A block of data
--*--
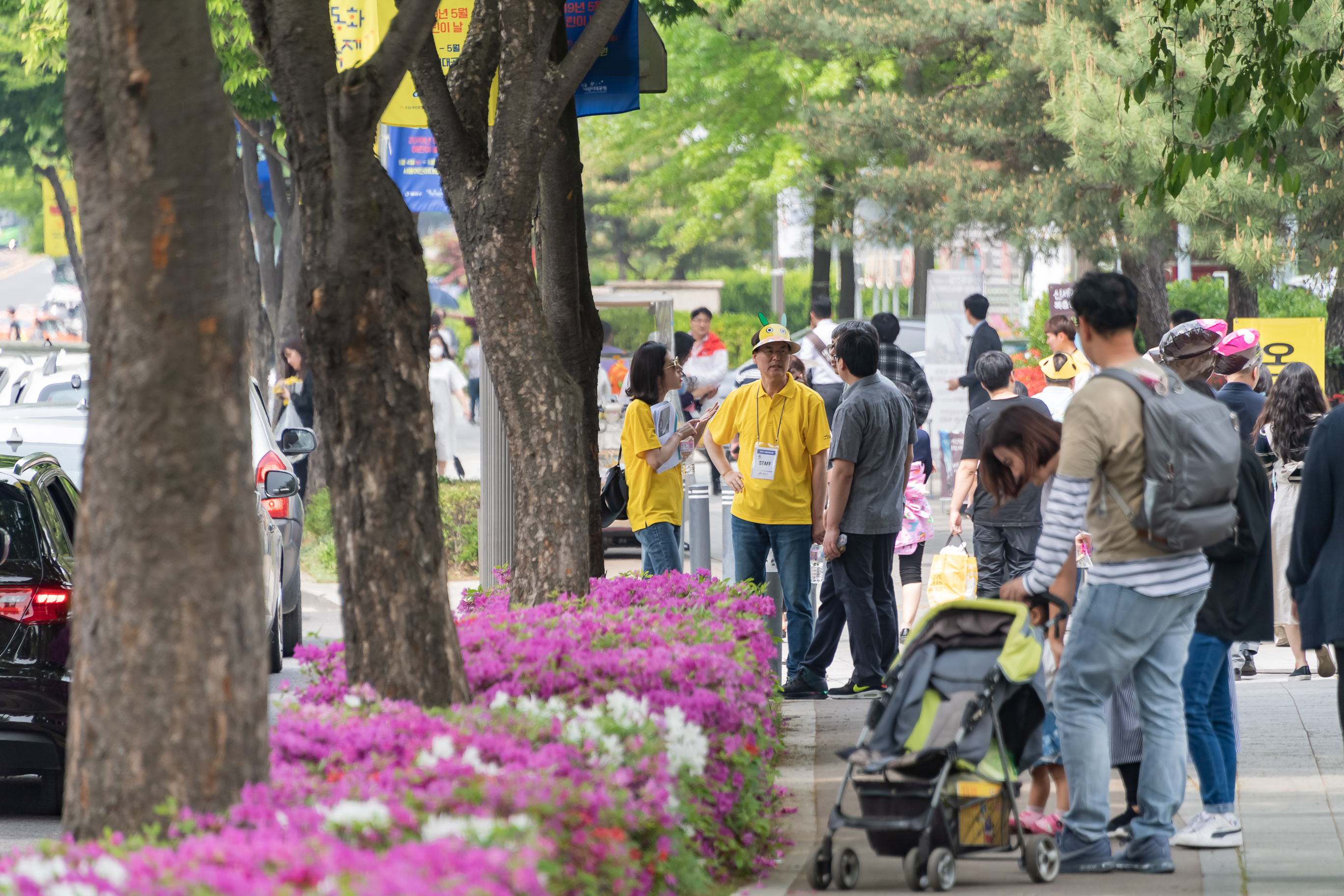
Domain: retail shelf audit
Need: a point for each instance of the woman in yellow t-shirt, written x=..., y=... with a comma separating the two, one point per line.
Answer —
x=655, y=502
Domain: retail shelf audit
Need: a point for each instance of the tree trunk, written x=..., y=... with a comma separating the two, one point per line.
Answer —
x=364, y=313
x=68, y=221
x=248, y=296
x=168, y=690
x=1242, y=296
x=1335, y=337
x=567, y=295
x=920, y=288
x=1146, y=269
x=491, y=182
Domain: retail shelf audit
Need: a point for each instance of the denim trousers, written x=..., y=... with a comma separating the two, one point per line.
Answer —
x=1117, y=632
x=792, y=544
x=662, y=547
x=1209, y=722
x=858, y=590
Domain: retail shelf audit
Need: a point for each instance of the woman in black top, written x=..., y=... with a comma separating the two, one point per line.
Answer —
x=300, y=395
x=1292, y=409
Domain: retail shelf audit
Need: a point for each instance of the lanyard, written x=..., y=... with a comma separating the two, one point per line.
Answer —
x=780, y=426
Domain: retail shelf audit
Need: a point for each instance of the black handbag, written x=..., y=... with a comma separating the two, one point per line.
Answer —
x=615, y=495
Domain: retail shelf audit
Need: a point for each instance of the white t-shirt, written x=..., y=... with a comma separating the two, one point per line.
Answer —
x=820, y=366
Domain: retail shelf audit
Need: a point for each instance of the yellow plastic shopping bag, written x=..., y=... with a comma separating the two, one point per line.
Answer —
x=954, y=574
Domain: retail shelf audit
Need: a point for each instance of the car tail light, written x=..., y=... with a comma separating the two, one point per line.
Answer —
x=279, y=508
x=39, y=606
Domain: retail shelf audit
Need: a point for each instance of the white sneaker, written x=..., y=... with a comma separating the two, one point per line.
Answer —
x=1210, y=831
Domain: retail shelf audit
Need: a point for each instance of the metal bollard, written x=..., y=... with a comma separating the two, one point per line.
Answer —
x=776, y=590
x=698, y=500
x=730, y=563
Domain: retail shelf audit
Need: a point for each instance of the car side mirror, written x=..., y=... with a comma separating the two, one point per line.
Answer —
x=280, y=484
x=298, y=441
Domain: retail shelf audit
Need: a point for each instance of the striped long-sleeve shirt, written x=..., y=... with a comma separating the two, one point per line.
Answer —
x=1151, y=577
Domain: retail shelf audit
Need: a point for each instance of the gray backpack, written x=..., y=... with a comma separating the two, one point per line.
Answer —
x=1191, y=457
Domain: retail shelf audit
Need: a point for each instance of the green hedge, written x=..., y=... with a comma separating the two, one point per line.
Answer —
x=459, y=504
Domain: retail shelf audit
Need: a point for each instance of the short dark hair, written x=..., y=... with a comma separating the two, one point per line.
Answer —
x=1109, y=303
x=647, y=372
x=994, y=370
x=888, y=327
x=978, y=306
x=857, y=346
x=683, y=343
x=1062, y=324
x=1027, y=432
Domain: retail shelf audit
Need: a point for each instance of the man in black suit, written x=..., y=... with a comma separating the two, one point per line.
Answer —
x=983, y=339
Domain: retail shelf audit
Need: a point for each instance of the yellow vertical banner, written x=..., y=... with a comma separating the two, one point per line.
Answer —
x=53, y=225
x=1289, y=339
x=359, y=26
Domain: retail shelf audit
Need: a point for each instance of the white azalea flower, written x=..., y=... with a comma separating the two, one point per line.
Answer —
x=357, y=812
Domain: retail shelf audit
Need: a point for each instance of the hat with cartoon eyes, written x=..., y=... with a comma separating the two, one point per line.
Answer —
x=772, y=334
x=1237, y=351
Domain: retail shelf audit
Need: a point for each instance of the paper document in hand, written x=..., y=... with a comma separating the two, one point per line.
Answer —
x=664, y=426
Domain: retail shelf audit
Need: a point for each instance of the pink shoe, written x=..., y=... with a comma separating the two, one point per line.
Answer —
x=1051, y=824
x=1027, y=820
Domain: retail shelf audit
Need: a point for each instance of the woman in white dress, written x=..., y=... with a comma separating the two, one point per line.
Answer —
x=1292, y=409
x=445, y=383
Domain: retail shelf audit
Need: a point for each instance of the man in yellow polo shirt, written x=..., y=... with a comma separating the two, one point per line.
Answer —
x=780, y=493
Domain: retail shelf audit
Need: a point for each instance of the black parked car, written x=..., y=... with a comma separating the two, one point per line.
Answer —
x=38, y=508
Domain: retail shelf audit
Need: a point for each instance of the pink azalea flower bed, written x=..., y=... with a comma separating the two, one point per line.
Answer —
x=618, y=743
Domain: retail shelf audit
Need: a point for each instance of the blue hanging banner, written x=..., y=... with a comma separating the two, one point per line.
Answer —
x=410, y=158
x=612, y=85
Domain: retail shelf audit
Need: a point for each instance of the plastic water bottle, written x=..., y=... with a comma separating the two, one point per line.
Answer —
x=819, y=564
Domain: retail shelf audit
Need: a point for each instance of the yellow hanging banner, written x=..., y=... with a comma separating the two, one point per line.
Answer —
x=53, y=225
x=359, y=26
x=1289, y=339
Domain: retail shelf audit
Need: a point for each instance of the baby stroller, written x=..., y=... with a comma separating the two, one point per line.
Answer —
x=936, y=766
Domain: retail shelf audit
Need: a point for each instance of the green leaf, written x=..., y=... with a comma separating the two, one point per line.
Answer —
x=1204, y=112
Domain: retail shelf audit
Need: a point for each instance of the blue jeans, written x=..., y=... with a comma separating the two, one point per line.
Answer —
x=662, y=547
x=791, y=544
x=1117, y=632
x=1209, y=722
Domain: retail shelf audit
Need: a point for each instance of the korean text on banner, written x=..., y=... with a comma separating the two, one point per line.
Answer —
x=1289, y=339
x=410, y=155
x=612, y=85
x=54, y=226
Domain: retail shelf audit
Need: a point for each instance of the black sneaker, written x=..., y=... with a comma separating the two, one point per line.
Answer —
x=796, y=688
x=1147, y=856
x=1080, y=858
x=854, y=691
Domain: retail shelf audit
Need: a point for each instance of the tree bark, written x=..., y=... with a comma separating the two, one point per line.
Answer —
x=168, y=688
x=920, y=288
x=1335, y=337
x=248, y=295
x=1146, y=269
x=68, y=221
x=491, y=186
x=364, y=311
x=1242, y=296
x=567, y=295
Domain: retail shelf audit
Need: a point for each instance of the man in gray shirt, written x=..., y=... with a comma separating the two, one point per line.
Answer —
x=871, y=450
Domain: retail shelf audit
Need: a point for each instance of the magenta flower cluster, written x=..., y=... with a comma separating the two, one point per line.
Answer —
x=618, y=743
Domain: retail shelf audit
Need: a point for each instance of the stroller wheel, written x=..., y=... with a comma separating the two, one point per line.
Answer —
x=943, y=871
x=848, y=869
x=916, y=880
x=819, y=869
x=1041, y=855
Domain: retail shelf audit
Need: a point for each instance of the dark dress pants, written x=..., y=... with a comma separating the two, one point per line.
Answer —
x=858, y=590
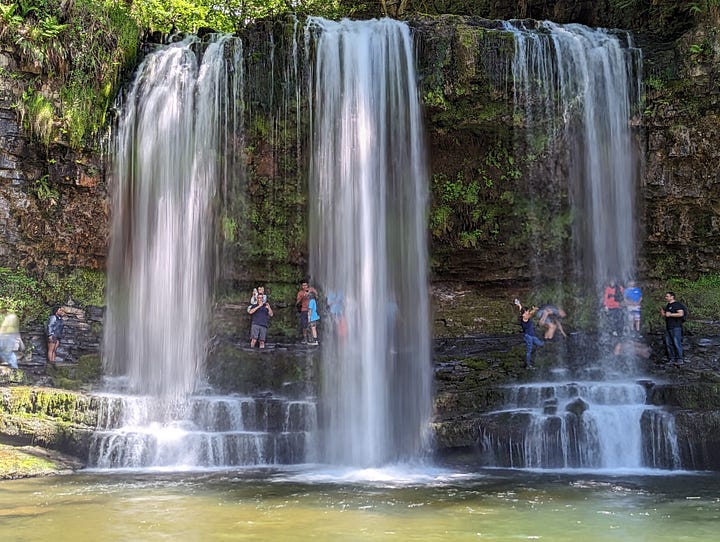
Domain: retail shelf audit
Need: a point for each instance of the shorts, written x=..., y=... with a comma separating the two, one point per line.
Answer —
x=304, y=320
x=258, y=332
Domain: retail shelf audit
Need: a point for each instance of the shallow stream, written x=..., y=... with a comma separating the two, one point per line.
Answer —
x=389, y=504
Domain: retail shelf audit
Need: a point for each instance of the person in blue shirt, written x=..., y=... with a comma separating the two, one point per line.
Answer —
x=528, y=330
x=633, y=302
x=313, y=318
x=54, y=330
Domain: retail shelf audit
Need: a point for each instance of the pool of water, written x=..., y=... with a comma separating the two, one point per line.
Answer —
x=394, y=504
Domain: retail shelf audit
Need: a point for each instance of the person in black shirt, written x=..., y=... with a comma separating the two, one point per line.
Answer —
x=674, y=313
x=261, y=314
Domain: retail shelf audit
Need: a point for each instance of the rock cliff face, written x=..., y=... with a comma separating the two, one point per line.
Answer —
x=54, y=206
x=53, y=202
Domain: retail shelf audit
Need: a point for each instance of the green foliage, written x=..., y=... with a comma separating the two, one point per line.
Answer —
x=471, y=207
x=224, y=15
x=45, y=192
x=84, y=46
x=36, y=113
x=30, y=298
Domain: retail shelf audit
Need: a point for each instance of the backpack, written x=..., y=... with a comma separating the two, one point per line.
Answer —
x=685, y=314
x=618, y=295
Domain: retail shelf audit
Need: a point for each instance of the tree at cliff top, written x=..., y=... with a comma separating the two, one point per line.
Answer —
x=223, y=15
x=71, y=59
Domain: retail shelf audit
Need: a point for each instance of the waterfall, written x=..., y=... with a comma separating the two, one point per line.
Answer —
x=164, y=184
x=576, y=89
x=368, y=246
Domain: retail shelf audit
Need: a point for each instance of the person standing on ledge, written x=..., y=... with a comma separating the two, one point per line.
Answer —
x=302, y=302
x=54, y=330
x=675, y=313
x=10, y=340
x=528, y=329
x=261, y=314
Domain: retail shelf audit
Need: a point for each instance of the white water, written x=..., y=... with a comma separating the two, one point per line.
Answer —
x=580, y=425
x=575, y=90
x=174, y=151
x=162, y=246
x=368, y=191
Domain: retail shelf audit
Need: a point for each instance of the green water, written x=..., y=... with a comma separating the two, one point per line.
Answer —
x=296, y=506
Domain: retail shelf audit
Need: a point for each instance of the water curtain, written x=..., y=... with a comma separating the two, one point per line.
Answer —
x=576, y=89
x=168, y=169
x=368, y=246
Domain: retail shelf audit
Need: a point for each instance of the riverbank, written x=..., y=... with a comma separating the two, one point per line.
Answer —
x=21, y=461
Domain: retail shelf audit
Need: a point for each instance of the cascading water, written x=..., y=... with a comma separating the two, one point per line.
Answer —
x=576, y=89
x=175, y=149
x=368, y=246
x=159, y=270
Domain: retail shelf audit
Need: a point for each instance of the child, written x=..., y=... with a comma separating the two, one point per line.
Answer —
x=531, y=340
x=313, y=318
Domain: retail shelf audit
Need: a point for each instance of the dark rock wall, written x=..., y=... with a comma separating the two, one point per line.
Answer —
x=53, y=201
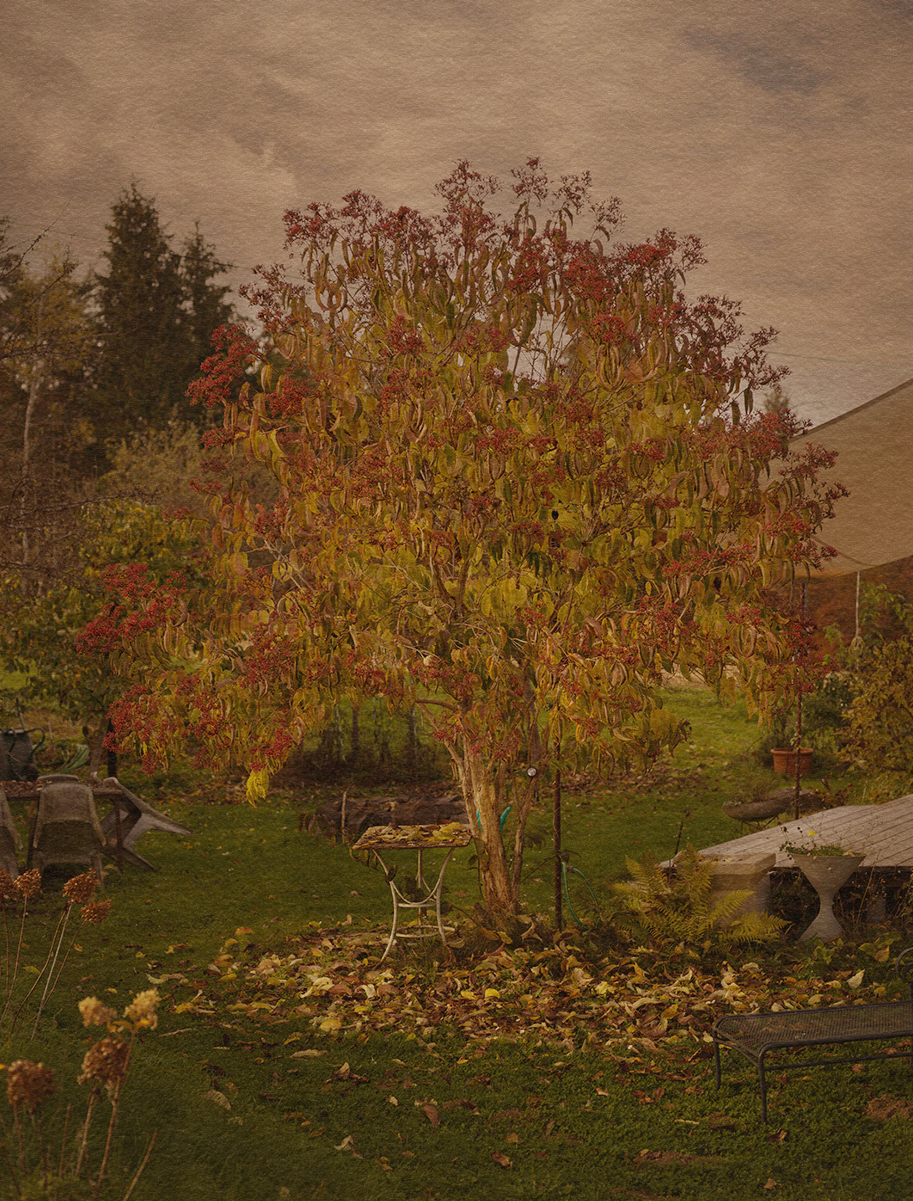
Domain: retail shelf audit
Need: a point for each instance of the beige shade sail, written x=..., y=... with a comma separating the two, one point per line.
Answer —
x=873, y=525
--*--
**Directive**
In the data above, find every line that contains the word "white", treating uppercase and lowercase as different, and copy each of those lines.

**Answer for the task**
Need: a point for each instance of the white t-shirt, written x=..., y=... with a comma separating the two, one point per line.
Need: a point for each instance of the white sneaker, written x=..., y=... with a comma separating the two, one point per line.
Need: a point for each instance of the white azalea flower, written x=..., y=... with a comma separating the two, one point per line.
Need: a point for each instance of the woman in white dress, written x=..., y=... with a comma separating the two, one point per line.
Need: a point for each instance of the white water, written x=..., y=... with a comma separating the two, one point per line.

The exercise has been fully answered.